- WHAT TO DO
Exact copies of all records below are needed.

Records from a dataset
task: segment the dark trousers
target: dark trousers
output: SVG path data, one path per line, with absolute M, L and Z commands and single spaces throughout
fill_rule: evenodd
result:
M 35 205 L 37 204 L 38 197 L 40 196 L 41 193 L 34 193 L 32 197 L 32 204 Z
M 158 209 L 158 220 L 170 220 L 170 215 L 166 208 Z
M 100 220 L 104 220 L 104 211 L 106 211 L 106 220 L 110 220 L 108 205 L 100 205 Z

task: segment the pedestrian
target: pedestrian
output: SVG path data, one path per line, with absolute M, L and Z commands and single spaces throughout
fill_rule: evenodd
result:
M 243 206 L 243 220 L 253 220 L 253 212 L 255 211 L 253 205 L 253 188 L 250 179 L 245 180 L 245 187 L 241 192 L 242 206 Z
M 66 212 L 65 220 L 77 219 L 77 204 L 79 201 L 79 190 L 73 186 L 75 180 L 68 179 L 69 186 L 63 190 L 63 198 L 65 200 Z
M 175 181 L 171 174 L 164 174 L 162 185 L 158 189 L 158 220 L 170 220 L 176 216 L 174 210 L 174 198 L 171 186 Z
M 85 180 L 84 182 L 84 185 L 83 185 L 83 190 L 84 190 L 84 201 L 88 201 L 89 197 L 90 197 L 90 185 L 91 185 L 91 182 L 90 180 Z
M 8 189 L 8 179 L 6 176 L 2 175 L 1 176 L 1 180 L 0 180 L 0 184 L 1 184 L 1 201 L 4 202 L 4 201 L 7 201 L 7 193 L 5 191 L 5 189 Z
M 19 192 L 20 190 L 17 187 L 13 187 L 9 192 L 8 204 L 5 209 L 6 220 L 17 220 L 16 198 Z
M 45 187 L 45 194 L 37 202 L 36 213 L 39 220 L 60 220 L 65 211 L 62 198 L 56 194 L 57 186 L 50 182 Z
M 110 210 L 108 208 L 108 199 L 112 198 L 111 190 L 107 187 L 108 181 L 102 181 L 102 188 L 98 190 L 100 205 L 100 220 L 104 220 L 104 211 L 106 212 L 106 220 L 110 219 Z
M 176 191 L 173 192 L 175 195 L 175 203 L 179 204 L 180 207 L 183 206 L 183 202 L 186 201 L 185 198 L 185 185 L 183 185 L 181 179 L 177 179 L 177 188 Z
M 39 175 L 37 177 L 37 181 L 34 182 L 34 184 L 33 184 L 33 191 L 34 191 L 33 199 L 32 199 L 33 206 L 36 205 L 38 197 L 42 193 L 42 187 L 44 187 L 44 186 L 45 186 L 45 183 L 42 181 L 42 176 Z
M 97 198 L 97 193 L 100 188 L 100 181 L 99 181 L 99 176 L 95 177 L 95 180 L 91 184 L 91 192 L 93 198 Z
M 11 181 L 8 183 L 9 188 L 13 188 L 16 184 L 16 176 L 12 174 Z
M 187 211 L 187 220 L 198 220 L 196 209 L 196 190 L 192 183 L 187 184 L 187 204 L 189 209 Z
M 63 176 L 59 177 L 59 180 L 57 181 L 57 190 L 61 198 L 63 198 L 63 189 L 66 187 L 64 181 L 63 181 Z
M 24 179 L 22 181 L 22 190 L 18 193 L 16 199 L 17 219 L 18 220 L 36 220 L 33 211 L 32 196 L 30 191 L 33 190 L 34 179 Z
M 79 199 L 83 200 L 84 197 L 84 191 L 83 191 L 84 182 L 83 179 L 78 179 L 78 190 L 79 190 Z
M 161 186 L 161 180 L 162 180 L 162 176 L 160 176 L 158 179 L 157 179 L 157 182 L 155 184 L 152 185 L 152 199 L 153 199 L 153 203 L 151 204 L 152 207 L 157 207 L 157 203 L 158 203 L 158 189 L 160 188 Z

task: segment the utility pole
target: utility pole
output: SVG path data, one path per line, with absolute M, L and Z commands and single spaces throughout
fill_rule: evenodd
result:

- OUTPUT FOR THIS EXERCISE
task: segment the dark trousers
target: dark trousers
output: SVG path data, one path per line, with absolute M, L and Z commands and single spaces throughout
fill_rule: evenodd
result:
M 35 205 L 37 204 L 38 197 L 40 196 L 41 193 L 34 193 L 32 197 L 32 204 Z
M 158 209 L 158 220 L 170 220 L 170 215 L 166 208 Z
M 100 220 L 104 220 L 104 211 L 106 211 L 106 220 L 110 220 L 108 205 L 100 205 Z

task: segment the pedestrian
target: pedestrian
output: SVG path data, one path per line, with absolute M, L and Z commands and single spaces throughout
fill_rule: evenodd
result:
M 243 206 L 243 220 L 253 220 L 253 212 L 255 211 L 253 205 L 253 188 L 250 179 L 245 180 L 245 187 L 241 192 L 242 206 Z
M 66 212 L 65 220 L 77 219 L 77 204 L 79 201 L 79 190 L 73 186 L 75 180 L 68 179 L 69 186 L 63 190 L 63 198 L 65 200 Z
M 175 181 L 171 174 L 164 174 L 162 185 L 158 189 L 158 220 L 170 220 L 176 216 L 174 210 L 174 198 L 171 186 Z
M 85 180 L 84 182 L 84 185 L 83 185 L 83 190 L 84 190 L 84 201 L 88 201 L 89 197 L 90 197 L 90 185 L 91 185 L 91 182 L 90 180 Z
M 8 189 L 8 179 L 6 176 L 2 175 L 1 176 L 1 180 L 0 180 L 0 184 L 1 184 L 1 201 L 4 202 L 4 201 L 7 201 L 7 193 L 5 191 L 5 189 Z
M 19 192 L 20 190 L 17 187 L 13 187 L 9 192 L 8 204 L 5 209 L 6 220 L 17 220 L 16 198 Z
M 45 187 L 45 194 L 37 202 L 36 213 L 39 220 L 60 220 L 65 211 L 62 198 L 56 194 L 57 186 L 50 182 Z
M 110 210 L 108 208 L 108 199 L 112 198 L 111 190 L 107 187 L 108 181 L 102 181 L 102 188 L 98 190 L 100 205 L 100 220 L 104 220 L 104 211 L 106 212 L 106 220 L 110 219 Z
M 176 191 L 173 192 L 175 195 L 175 203 L 179 204 L 180 207 L 183 206 L 183 202 L 186 201 L 185 198 L 185 185 L 183 185 L 181 179 L 177 179 L 177 188 Z
M 39 175 L 37 177 L 37 181 L 34 182 L 34 184 L 33 184 L 33 191 L 34 191 L 33 199 L 32 199 L 33 206 L 36 205 L 38 197 L 42 193 L 42 187 L 44 187 L 44 186 L 45 186 L 45 183 L 42 181 L 42 176 Z
M 97 198 L 97 193 L 100 188 L 100 181 L 99 181 L 99 176 L 95 177 L 95 180 L 91 184 L 91 192 L 93 198 Z
M 11 181 L 8 183 L 9 188 L 13 188 L 16 184 L 16 176 L 12 174 Z
M 187 211 L 187 220 L 198 220 L 196 209 L 196 190 L 192 183 L 187 184 L 187 204 L 189 209 Z
M 63 176 L 59 177 L 59 180 L 57 181 L 57 190 L 61 198 L 63 198 L 63 189 L 66 187 L 64 181 L 63 181 Z
M 24 179 L 22 181 L 22 190 L 18 193 L 16 199 L 17 219 L 18 220 L 36 220 L 33 211 L 32 196 L 30 191 L 33 190 L 34 179 Z
M 79 199 L 83 200 L 84 197 L 84 191 L 83 191 L 84 182 L 83 179 L 78 179 L 78 190 L 79 190 Z
M 161 186 L 161 180 L 162 180 L 162 176 L 160 176 L 158 179 L 157 179 L 157 182 L 155 184 L 152 185 L 152 199 L 153 199 L 153 203 L 151 204 L 152 207 L 157 207 L 157 203 L 158 203 L 158 189 L 160 188 Z

task: segment the utility pole
target: utility pole
output: SVG path data, one path per line, with absolute M, L and Z commands and single spaces throughout
fill_rule: evenodd
result:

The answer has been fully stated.